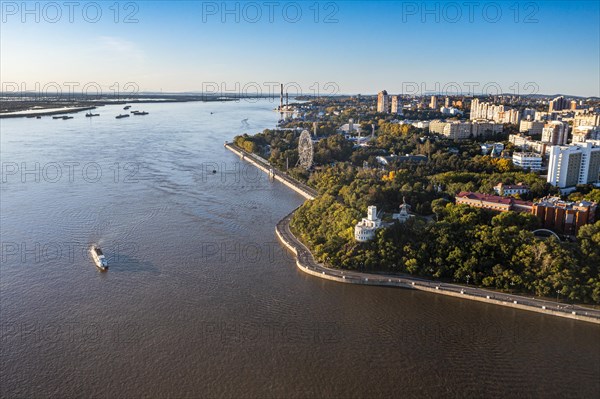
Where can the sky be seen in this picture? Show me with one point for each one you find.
(324, 47)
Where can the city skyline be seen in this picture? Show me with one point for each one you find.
(324, 48)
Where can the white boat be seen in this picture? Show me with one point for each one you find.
(99, 258)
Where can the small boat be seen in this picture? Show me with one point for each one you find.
(99, 258)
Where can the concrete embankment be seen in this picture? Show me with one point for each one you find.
(307, 263)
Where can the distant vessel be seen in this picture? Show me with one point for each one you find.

********************

WHAT NEEDS TO BE DONE
Could you quote, exactly as they appear, the line containing "Where can the small" and every line after it to the end of the records above?

RESPONSE TO THE TASK
Where can the small boat be seen in this picture? Show me with one point for each one you find.
(99, 258)
Where can the concrete embankment be seen in this picture? Show me with one point for each one you find.
(307, 263)
Where can the distant vessel be seen in this picture? Show me with one point for each one you find.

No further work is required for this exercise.